(Extracted information begins)
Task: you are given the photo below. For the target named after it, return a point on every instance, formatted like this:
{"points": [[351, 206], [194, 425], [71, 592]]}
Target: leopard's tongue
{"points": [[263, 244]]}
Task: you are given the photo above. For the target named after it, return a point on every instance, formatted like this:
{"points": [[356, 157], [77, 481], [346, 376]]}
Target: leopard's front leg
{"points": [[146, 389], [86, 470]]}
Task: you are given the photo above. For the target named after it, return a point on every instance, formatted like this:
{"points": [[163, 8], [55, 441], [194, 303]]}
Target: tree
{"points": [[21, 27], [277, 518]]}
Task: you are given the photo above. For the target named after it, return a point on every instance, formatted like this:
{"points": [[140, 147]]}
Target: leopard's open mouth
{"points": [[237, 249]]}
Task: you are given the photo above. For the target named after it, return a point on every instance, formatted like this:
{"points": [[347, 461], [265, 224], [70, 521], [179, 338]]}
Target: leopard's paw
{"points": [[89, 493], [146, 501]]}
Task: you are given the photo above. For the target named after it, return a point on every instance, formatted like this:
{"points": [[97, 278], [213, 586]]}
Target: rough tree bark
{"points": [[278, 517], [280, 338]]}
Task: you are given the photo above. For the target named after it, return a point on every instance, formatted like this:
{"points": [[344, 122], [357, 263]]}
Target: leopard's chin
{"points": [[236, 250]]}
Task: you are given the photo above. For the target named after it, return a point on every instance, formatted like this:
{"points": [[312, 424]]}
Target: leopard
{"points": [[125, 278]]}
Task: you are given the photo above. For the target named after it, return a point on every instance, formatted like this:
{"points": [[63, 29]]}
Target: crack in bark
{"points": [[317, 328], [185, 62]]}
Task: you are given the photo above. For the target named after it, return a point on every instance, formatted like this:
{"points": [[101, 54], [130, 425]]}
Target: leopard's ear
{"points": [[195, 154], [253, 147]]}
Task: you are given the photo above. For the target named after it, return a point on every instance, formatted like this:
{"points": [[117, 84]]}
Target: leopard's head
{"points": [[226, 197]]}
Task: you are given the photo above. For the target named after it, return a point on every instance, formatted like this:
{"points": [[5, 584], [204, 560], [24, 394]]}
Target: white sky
(Extracted information ends)
- _What is expected_
Please set down the whole listing above without altering a single line.

- _Solution to this problem_
Task: you are given the photo below. For the target named after it, return a point on every instance, formatted like this:
{"points": [[351, 206], [194, 425], [71, 592]]}
Target: leopard's tongue
{"points": [[263, 244]]}
Task: you are given the photo above. For the target named after it, return a point on every instance, formatted like this:
{"points": [[356, 157], [77, 481], [346, 376]]}
Target: leopard's front leg
{"points": [[146, 389], [86, 470]]}
Task: you are given the photo above. For the target named after it, return a point on every instance, formatted like this:
{"points": [[163, 8], [55, 441], [194, 303]]}
Target: tree
{"points": [[21, 27], [277, 518]]}
Task: you are given the photo above. For the target named after it, return a point on every instance, formatted like this:
{"points": [[140, 147]]}
Target: leopard's open mouth
{"points": [[237, 249]]}
Task: you are given the photo above. For the target named after it, return a point on every instance, formatted like this:
{"points": [[347, 461], [265, 224], [70, 521], [179, 338]]}
Target: leopard's paw
{"points": [[89, 493], [146, 501]]}
Task: you are given the photo above. For the target named after it, return a point on every instance, formatted like this:
{"points": [[97, 278], [213, 586]]}
Target: rough tree bark
{"points": [[278, 517], [280, 338]]}
Task: you are given the photo above. For the target named after it, return a point on every instance, formatted like this:
{"points": [[344, 122], [357, 263]]}
Target: leopard's chin
{"points": [[236, 250]]}
Task: you are given the photo above. For the target named after it, return a point on every instance, formatted like this:
{"points": [[312, 424]]}
Target: leopard
{"points": [[125, 278]]}
Task: you are given the photo above. For the target named after it, return a point on every instance, formatted like this:
{"points": [[63, 29]]}
Target: crack in bark
{"points": [[317, 328], [185, 62]]}
Task: you are given the photo above. For the target named after it, return a point on every instance, formatted like this:
{"points": [[101, 54], [130, 425]]}
Target: leopard's ear
{"points": [[195, 154], [253, 147]]}
Task: you are given the photo above. For the target named after it, return a point on every instance, formatted like this:
{"points": [[117, 84]]}
Target: leopard's head
{"points": [[226, 197]]}
Task: you are given the photo above. For the target named after it, return a point on every instance, formatted like this:
{"points": [[5, 584], [204, 560], [24, 394]]}
Target: white sky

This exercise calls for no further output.